Top of Document excerpt

When Records Fall — and Doubt Rises

When world records fall, we want to believe. Yet when I first saw Ruth Chepngetich’s 2:09:56 marathon in Chicago, my reaction wasn’t celebration. It was doubt — followed quickly by guilt for even thinking that way. Records get broken. Improvements in training, nutrition, footwear, and data analytics have changed what athletes can achieve. But after decades around sport, you learn that when a performance looks that far beyond expectation, a small note of scepticism is healthy, not cynical.
Her 2:09:56 in Chicago was, quite simply, astonishing. It shattered Tigst Assefa’s 2023 world record of 2:11:53 by nearly two minutes — a margin almost unheard of at that level — and made Chepngetich the first woman ever to average under five minutes per mile for the marathon. Led by two pacemakers, she went out fast and never faded, finishing more than six minutes ahead of the field. The performance was described by commentators as “generation-defining” and “jaw-dropping.” Even Chepngetich acknowledged the scepticism it sparked, telling reporters afterwards, “I know how people who don’t know me might doubt this performance.”
My instinct was sadly proved right. This week the Athletics Integrity Unit (AIU) ruled against Chepngetich, imposing a three-year ban after a positive test for hydrochlorothiazide, a prohibited diuretic. What would have been a four-year ban was reduced to three by virtue of her early admission. Her world-record time still stands in the record books because there is no evidence linking the substance to that 2024 performance.
It’s worth understanding what she has admitted to in practical terms. Hydrochlorothiazide is not itself a performance-enhancing drug; it’s a diuretic — a medication that increases the production of urine and reduces fluid retention. On the surface it might seem harmless, even ordinary, because it’s used medically for conditions such as high blood pressure.

Bottom of Document excerpt
Top of Data to examine

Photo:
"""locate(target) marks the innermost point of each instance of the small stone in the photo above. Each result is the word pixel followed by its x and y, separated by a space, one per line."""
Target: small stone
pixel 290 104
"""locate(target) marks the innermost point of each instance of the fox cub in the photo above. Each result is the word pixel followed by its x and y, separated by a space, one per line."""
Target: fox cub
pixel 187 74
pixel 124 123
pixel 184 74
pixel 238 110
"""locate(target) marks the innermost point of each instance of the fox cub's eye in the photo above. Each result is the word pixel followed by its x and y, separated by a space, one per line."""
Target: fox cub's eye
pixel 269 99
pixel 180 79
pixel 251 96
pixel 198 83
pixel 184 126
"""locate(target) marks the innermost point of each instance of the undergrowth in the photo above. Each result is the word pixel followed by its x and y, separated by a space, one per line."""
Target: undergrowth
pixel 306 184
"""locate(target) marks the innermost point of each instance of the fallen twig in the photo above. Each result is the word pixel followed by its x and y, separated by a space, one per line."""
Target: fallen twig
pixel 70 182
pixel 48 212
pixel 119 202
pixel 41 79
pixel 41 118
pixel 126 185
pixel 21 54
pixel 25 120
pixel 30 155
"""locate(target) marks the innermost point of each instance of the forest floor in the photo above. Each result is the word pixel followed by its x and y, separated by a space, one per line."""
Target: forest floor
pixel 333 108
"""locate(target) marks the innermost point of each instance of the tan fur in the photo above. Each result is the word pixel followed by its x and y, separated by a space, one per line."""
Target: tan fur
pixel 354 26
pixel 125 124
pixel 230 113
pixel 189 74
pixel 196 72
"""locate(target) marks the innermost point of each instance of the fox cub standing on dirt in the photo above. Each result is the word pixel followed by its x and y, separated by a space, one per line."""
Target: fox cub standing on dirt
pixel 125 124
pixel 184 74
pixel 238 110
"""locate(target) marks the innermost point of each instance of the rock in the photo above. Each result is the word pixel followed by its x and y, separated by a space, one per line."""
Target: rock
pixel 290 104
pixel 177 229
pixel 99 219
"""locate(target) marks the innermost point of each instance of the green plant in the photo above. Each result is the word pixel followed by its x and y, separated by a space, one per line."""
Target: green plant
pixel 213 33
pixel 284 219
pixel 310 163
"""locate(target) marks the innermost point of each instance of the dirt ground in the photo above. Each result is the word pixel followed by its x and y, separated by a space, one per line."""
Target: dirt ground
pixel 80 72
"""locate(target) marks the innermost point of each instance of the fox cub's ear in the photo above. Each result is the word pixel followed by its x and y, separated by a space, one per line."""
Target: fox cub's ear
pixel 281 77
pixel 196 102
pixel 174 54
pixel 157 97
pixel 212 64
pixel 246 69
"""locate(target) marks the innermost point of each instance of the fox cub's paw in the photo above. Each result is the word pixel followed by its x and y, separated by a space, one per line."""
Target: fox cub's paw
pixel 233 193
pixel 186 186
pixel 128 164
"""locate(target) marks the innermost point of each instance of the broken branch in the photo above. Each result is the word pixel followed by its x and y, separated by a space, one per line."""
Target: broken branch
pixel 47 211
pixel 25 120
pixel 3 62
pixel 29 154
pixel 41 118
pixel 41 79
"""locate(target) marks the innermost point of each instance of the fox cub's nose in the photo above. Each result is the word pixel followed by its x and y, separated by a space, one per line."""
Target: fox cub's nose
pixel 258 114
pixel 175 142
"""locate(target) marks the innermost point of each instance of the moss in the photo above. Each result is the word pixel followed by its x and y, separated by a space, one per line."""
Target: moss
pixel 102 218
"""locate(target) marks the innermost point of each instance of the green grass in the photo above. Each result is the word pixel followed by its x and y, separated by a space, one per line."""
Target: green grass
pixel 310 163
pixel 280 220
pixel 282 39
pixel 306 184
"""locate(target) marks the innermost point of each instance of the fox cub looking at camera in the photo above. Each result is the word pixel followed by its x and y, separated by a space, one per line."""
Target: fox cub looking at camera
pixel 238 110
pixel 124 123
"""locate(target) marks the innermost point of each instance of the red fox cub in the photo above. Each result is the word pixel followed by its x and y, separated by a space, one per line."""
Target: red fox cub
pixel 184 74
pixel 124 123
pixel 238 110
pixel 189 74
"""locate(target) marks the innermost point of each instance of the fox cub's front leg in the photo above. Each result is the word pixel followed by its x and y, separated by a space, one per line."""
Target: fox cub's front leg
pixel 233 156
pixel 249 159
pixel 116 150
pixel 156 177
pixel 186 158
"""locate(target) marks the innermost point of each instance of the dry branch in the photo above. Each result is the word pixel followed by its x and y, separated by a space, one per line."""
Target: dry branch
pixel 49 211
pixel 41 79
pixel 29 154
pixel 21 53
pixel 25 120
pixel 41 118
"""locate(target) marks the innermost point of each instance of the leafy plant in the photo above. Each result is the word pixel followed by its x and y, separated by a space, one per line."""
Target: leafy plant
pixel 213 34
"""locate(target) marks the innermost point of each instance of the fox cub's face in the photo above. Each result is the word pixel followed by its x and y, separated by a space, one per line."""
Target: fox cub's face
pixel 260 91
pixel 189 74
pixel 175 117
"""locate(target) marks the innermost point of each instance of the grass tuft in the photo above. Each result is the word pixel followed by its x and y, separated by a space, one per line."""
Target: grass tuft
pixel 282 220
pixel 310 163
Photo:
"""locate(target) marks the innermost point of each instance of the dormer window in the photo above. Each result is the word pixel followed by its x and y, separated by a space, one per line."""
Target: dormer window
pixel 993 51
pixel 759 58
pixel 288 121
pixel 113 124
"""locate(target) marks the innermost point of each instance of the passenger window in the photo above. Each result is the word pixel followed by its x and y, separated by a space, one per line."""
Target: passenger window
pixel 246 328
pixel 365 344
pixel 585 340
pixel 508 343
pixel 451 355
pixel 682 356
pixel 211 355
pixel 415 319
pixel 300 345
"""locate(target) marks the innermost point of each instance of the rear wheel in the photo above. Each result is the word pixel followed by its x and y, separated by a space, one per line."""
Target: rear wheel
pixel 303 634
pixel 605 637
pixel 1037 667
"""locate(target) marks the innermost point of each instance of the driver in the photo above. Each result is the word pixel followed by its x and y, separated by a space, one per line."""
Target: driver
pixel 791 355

Bottom of Data to examine

Instructions to follow: Write the next part of the article on Ruth Chepngetich's marathon record and doping ban, starting after its last sentence. The lines stand apart from the article and are not part of it.

Written answer:
In sport, however, diuretics are strictly prohibited because they can mask the presence of other substances by diluting urine or accelerating their excretion. They can also be used to aid rapid weight loss, which brings its own unfair advantage in endurance disciplines. That’s why the World Anti-Doping Code lists them as “specified substances”: agents that may have innocent explanations but also genuine potential to hide more serious violations. When a diuretic appears in an athlete’s sample, it triggers a duty to investigate whether there is more behind it.
None of this is new. Ben Johnson’s 9.79 seconds in Seoul once looked superhuman until the truth emerged. And if you study the all-time list of 100-metre world-record holders, a striking number have since been disqualified for doping. Usain Bolt remains the great exception — a once-in-a-generation athlete never found to have breached any rule. It’s a reminder that while most performances are earned honestly, the history of sport makes vigilance both necessary and fair.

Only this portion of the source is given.